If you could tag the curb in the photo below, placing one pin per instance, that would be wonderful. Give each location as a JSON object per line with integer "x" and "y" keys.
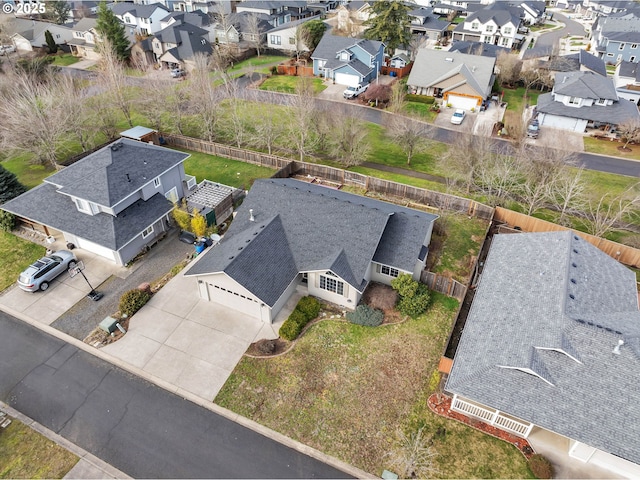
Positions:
{"x": 209, "y": 405}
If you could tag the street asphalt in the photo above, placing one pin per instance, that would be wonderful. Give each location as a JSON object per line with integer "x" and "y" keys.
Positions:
{"x": 139, "y": 428}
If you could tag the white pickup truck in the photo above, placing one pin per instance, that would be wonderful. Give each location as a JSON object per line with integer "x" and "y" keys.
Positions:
{"x": 353, "y": 92}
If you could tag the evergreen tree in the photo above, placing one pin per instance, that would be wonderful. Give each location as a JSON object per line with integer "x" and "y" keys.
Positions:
{"x": 51, "y": 44}
{"x": 110, "y": 28}
{"x": 390, "y": 23}
{"x": 10, "y": 187}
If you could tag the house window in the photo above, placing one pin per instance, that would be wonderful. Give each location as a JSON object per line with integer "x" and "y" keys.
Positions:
{"x": 331, "y": 285}
{"x": 390, "y": 271}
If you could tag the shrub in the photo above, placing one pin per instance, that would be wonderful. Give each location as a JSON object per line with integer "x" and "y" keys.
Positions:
{"x": 540, "y": 466}
{"x": 366, "y": 316}
{"x": 310, "y": 307}
{"x": 419, "y": 98}
{"x": 132, "y": 301}
{"x": 7, "y": 221}
{"x": 416, "y": 304}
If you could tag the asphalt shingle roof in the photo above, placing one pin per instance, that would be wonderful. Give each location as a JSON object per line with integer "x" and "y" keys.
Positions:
{"x": 529, "y": 314}
{"x": 108, "y": 176}
{"x": 301, "y": 227}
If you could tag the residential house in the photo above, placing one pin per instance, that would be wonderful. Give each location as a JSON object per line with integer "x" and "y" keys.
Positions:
{"x": 627, "y": 81}
{"x": 85, "y": 38}
{"x": 583, "y": 99}
{"x": 490, "y": 25}
{"x": 551, "y": 346}
{"x": 287, "y": 38}
{"x": 140, "y": 19}
{"x": 348, "y": 61}
{"x": 176, "y": 45}
{"x": 114, "y": 202}
{"x": 461, "y": 80}
{"x": 616, "y": 38}
{"x": 30, "y": 34}
{"x": 424, "y": 21}
{"x": 290, "y": 235}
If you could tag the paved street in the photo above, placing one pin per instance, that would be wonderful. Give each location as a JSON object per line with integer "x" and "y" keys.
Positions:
{"x": 135, "y": 426}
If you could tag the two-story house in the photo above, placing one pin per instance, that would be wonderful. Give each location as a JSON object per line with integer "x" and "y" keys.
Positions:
{"x": 489, "y": 25}
{"x": 268, "y": 253}
{"x": 583, "y": 99}
{"x": 348, "y": 61}
{"x": 140, "y": 19}
{"x": 114, "y": 202}
{"x": 85, "y": 38}
{"x": 616, "y": 37}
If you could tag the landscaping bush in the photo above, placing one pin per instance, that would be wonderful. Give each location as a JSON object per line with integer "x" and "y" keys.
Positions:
{"x": 132, "y": 301}
{"x": 419, "y": 99}
{"x": 366, "y": 316}
{"x": 310, "y": 307}
{"x": 540, "y": 466}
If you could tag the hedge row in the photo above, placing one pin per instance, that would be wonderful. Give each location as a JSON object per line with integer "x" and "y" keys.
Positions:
{"x": 306, "y": 310}
{"x": 419, "y": 98}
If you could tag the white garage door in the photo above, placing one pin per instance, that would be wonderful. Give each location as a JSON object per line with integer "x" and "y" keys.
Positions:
{"x": 555, "y": 121}
{"x": 95, "y": 248}
{"x": 465, "y": 103}
{"x": 347, "y": 79}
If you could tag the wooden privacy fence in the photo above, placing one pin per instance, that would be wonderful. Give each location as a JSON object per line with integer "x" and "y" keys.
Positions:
{"x": 287, "y": 168}
{"x": 444, "y": 284}
{"x": 624, "y": 254}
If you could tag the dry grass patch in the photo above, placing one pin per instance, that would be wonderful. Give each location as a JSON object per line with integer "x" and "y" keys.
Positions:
{"x": 346, "y": 389}
{"x": 24, "y": 453}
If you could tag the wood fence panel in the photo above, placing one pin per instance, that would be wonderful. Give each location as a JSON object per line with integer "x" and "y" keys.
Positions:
{"x": 624, "y": 254}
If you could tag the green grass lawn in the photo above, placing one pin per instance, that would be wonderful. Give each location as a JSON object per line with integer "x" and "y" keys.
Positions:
{"x": 223, "y": 170}
{"x": 65, "y": 60}
{"x": 347, "y": 390}
{"x": 24, "y": 453}
{"x": 287, "y": 84}
{"x": 17, "y": 254}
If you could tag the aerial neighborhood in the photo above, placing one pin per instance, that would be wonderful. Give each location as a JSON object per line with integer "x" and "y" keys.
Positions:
{"x": 320, "y": 238}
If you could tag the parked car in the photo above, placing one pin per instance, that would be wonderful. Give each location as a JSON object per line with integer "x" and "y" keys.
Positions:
{"x": 533, "y": 129}
{"x": 353, "y": 92}
{"x": 40, "y": 273}
{"x": 458, "y": 116}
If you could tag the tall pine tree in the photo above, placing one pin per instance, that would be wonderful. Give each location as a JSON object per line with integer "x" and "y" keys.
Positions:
{"x": 110, "y": 28}
{"x": 390, "y": 23}
{"x": 10, "y": 187}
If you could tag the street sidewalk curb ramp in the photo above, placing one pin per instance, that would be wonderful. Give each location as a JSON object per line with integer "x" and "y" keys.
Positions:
{"x": 234, "y": 417}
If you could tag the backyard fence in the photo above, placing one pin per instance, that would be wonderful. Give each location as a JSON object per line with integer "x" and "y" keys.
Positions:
{"x": 444, "y": 284}
{"x": 624, "y": 254}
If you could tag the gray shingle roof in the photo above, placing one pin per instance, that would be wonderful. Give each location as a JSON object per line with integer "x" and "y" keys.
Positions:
{"x": 301, "y": 227}
{"x": 525, "y": 302}
{"x": 614, "y": 114}
{"x": 43, "y": 204}
{"x": 584, "y": 85}
{"x": 433, "y": 66}
{"x": 106, "y": 177}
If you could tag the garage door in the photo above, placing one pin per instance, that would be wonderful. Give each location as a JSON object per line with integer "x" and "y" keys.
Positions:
{"x": 555, "y": 121}
{"x": 465, "y": 103}
{"x": 347, "y": 79}
{"x": 95, "y": 248}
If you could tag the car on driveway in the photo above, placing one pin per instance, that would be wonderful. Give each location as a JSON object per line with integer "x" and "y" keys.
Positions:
{"x": 42, "y": 272}
{"x": 353, "y": 92}
{"x": 458, "y": 116}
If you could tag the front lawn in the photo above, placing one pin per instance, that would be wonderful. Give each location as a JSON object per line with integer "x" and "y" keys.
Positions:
{"x": 223, "y": 170}
{"x": 347, "y": 390}
{"x": 24, "y": 453}
{"x": 288, "y": 84}
{"x": 17, "y": 254}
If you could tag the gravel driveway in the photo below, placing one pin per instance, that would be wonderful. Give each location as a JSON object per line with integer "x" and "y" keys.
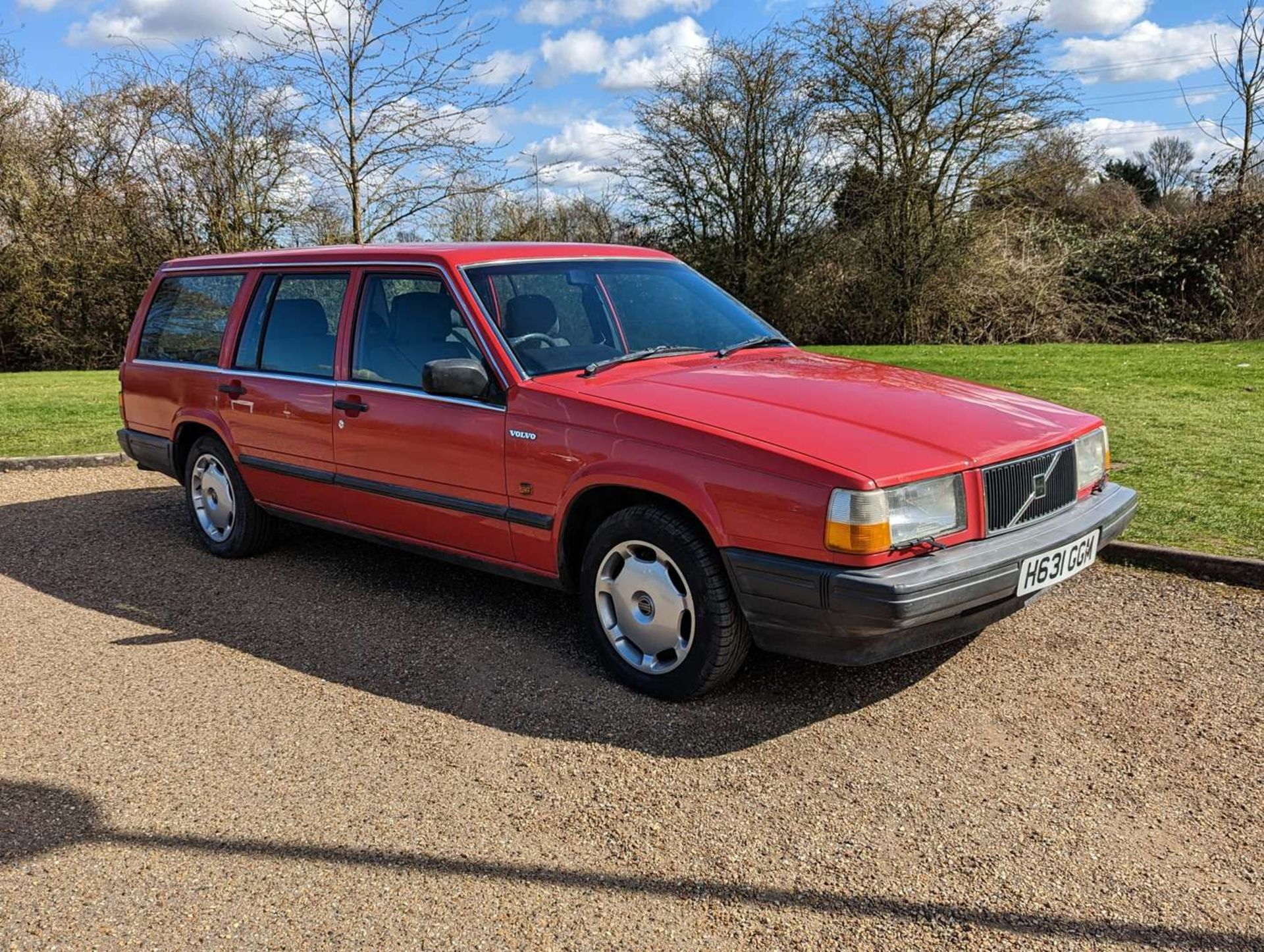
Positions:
★ ★ ★
#### WRITTEN TASK
Please write out the records as a numbered list, from the line containing "If you could tag the gravel" through the end of the records, skipping blank lines and leaving out the pictures.

#### TASK OUTPUT
1. If you could tag the gravel driveway in the photo below, placing one pin per instance, that would be wonderful. Give each location as a JSON object per line with integer "x" and "y" keys.
2. Positions:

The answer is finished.